_Source text_
==*==

Do I need a per-truck inventory system?
If you run more than one vehicle and your techs carry consumables — fittings, fuses, gaskets, chemicals, common parts — yes. The cost of one wasted return-to-depot trip (typically 30–60 minutes of paid drive time) recovers a per-vehicle stock location for months. The deeper benefit is consumption visibility: when truck stock auto-depletes against the job it was used on, you get an accurate cost-of-goods per visit and the depot replenishment list writes itself. Without it, the tech is guessing what's on the truck and the office is guessing what's on the job. Both guesses cost margin.
How do I bill recurring service contracts without losing margin to inflation?
Two mechanisms. First, write an annual escalation clause into the contract — typically tied to a published index (CPI in most jurisdictions) or a fixed percentage agreed at signing. Second, run a margin guardrail check on every renewal: the system re-prices the contracted visit using today's fully-burdened labour, today's parts cost, and your standard overhead share, and flags any contract whose contracted rate falls below your floor margin. The combination — contractual escalation plus an annual sanity check — stops legacy contracts quietly turning into loss-makers as costs rise.
What's the legal status of GPS time-tracking on technicians?
In the United States, GPS-based time tracking on company vehicles or company-issued devices is generally permissible during working hours, with the strongest legal posture being clear written consent in the employee handbook plus disclosure that location data is collected. The Department of Labor's Wage and Hour Division enforces the Fair Labor Standards Act (FLSA) requirement that employers keep accurate records of hours worked — GPS arrival/departure scans satisfy that obligation more rigorously than memory. State law varies (California and Illinois have stricter consent rules), and tracking outside working hours raises separate privacy issues. Disclose, consent, log only working hours.

==*==

[Region pointing data]
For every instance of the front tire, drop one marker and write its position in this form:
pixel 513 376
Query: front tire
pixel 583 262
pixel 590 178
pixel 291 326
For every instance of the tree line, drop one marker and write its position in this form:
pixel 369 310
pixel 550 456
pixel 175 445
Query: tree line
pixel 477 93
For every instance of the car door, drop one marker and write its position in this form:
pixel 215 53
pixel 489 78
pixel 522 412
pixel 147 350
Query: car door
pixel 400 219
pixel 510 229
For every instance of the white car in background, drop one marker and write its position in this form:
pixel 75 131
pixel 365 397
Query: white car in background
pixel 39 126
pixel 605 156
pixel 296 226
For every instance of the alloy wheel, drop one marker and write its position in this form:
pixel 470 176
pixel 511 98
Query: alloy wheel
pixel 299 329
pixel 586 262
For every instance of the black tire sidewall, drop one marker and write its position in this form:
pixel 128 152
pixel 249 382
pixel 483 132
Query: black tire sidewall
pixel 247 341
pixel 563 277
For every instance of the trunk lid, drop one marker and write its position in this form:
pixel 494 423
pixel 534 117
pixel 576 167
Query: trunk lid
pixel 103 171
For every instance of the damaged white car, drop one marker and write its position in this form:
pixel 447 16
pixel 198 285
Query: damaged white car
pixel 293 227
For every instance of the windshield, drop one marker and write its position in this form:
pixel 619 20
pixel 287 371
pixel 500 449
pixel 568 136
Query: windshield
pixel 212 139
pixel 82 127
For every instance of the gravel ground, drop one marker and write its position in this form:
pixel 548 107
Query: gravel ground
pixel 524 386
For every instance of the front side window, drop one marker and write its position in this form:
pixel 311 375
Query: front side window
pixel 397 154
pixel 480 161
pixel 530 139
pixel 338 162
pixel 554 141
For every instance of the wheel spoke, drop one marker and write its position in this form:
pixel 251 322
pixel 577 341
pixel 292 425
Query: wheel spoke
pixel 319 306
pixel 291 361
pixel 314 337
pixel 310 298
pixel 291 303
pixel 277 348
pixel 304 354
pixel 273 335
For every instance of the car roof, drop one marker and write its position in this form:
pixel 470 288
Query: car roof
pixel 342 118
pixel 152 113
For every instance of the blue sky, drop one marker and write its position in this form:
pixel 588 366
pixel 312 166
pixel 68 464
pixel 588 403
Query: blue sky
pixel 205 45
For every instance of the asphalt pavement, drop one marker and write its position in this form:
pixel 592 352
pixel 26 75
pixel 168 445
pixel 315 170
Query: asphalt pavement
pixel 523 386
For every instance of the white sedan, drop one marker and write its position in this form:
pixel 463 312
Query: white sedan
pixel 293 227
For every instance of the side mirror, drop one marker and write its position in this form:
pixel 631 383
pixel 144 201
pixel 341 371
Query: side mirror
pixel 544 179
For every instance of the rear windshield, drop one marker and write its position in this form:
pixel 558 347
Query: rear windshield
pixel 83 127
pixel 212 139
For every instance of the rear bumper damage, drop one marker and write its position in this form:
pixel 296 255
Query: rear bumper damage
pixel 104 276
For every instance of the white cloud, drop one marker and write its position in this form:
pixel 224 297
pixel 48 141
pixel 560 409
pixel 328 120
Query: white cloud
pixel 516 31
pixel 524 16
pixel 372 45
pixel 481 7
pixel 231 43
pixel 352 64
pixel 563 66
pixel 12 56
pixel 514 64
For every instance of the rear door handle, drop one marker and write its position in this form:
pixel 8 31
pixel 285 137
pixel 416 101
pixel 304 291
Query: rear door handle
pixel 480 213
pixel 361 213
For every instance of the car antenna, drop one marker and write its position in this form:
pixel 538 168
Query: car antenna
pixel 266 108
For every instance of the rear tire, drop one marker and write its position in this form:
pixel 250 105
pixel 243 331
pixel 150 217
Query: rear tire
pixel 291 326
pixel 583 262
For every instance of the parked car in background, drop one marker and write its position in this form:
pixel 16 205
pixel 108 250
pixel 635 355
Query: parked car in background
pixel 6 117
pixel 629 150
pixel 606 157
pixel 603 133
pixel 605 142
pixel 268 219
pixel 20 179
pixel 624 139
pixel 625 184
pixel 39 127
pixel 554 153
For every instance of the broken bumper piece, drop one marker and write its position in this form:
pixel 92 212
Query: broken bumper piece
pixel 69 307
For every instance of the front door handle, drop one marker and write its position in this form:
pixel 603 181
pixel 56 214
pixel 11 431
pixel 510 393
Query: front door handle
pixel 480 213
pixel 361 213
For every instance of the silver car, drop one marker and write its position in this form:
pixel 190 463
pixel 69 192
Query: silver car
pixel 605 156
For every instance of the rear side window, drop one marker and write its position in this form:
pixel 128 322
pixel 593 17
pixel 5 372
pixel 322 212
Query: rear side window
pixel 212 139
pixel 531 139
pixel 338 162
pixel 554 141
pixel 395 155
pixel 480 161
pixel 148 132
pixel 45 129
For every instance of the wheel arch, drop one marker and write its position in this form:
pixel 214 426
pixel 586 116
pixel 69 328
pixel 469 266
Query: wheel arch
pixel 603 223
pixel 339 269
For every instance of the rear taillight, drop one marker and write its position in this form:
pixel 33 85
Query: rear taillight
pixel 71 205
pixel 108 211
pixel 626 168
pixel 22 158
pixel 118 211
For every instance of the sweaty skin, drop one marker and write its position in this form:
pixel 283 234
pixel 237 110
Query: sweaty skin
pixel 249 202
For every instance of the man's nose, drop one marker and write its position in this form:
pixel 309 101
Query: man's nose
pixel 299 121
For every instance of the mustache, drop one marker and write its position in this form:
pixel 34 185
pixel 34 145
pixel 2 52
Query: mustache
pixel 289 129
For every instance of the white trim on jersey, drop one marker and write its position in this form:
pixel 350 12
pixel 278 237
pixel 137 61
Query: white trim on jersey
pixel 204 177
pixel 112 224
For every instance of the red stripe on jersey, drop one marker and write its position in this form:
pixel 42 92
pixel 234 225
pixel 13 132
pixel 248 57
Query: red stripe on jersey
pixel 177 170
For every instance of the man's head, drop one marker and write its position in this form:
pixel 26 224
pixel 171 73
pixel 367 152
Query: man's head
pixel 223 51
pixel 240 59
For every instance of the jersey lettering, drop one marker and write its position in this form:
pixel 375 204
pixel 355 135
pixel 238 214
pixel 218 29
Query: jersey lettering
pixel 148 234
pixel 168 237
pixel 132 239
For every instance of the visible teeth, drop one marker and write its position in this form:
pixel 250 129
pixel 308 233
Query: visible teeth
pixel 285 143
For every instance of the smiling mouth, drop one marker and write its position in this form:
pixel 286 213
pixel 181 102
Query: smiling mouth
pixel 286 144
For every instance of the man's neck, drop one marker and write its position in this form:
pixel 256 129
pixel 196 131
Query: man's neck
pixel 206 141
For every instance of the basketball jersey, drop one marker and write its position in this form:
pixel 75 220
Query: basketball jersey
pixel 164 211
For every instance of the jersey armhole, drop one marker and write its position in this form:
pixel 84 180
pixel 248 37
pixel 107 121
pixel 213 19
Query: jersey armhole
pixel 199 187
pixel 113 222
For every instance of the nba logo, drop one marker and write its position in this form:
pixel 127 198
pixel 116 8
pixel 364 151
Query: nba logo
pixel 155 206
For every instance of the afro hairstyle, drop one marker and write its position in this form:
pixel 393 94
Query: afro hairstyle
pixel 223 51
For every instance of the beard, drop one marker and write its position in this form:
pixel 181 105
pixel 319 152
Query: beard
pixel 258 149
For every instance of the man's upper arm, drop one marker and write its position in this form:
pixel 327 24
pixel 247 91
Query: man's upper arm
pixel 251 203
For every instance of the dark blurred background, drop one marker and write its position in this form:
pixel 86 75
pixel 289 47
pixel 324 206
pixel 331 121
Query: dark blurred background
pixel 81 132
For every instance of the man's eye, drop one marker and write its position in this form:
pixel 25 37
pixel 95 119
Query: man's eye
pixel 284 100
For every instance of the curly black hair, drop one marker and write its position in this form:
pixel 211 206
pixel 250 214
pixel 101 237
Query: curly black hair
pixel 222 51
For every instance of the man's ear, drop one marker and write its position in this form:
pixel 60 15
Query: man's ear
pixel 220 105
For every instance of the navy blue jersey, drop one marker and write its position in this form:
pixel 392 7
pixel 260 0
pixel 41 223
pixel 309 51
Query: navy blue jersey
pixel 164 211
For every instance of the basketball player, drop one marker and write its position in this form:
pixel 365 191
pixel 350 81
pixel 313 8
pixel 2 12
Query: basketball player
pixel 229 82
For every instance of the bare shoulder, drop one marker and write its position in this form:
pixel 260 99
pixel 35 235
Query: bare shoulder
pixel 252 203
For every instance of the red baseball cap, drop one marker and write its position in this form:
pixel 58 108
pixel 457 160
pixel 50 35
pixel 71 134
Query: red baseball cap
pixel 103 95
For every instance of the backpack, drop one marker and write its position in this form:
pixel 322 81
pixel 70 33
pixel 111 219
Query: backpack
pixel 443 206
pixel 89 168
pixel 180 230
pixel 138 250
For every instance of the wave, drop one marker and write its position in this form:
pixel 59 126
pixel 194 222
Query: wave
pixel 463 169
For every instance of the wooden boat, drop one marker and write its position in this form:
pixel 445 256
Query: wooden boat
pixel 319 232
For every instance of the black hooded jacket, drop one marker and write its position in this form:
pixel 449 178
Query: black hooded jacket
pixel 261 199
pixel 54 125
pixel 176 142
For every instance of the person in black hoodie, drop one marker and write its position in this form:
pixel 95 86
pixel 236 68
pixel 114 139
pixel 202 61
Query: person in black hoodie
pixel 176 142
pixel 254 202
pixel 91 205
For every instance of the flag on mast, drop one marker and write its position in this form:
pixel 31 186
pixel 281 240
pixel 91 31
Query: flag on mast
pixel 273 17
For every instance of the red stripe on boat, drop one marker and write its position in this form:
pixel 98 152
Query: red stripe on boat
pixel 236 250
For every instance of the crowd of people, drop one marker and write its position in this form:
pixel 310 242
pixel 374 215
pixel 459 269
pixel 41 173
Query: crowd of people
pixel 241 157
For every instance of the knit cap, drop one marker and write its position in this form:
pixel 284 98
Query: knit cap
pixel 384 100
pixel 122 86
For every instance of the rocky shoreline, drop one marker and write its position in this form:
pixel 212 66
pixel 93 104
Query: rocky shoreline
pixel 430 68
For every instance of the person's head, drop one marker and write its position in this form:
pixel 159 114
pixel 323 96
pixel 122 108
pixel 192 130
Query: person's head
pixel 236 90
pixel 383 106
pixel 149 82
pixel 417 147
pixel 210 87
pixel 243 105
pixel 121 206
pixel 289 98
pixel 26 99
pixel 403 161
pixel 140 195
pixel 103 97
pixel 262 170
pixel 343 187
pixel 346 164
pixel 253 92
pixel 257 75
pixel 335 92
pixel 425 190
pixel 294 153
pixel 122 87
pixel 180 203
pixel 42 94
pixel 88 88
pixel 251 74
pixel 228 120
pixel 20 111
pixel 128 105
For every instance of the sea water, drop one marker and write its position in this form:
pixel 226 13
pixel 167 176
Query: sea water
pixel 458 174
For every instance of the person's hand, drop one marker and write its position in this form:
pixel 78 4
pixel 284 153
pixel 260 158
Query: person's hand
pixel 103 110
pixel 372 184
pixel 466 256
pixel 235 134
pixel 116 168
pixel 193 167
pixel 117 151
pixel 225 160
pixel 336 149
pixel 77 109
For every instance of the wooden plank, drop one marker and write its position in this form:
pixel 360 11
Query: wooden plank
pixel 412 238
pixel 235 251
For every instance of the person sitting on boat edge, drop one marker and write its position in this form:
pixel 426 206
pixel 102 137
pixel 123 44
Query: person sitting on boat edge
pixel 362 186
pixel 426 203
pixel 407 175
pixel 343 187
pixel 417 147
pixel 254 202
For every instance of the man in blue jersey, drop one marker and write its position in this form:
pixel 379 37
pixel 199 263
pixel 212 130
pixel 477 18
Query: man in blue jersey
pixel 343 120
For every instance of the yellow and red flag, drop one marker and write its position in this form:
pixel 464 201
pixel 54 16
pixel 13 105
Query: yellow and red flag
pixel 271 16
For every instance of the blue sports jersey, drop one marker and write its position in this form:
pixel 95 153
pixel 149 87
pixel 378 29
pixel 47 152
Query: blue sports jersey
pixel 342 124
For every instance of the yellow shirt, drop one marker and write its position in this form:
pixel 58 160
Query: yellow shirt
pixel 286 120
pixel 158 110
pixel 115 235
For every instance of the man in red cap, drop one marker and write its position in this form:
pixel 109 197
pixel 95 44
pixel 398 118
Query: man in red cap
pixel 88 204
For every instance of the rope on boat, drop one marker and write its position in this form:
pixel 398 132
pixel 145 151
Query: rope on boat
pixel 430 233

==*==

_Required action_
Could you repeat the field service FAQ word for word from "Two mechanisms. First, write" to "time-tracking on technicians?"? None of this data is needed.

_Result of this task_
Two mechanisms. First, write an annual escalation clause into the contract — typically tied to a published index (CPI in most jurisdictions) or a fixed percentage agreed at signing. Second, run a margin guardrail check on every renewal: the system re-prices the contracted visit using today's fully-burdened labour, today's parts cost, and your standard overhead share, and flags any contract whose contracted rate falls below your floor margin. The combination — contractual escalation plus an annual sanity check — stops legacy contracts quietly turning into loss-makers as costs rise.
What's the legal status of GPS time-tracking on technicians?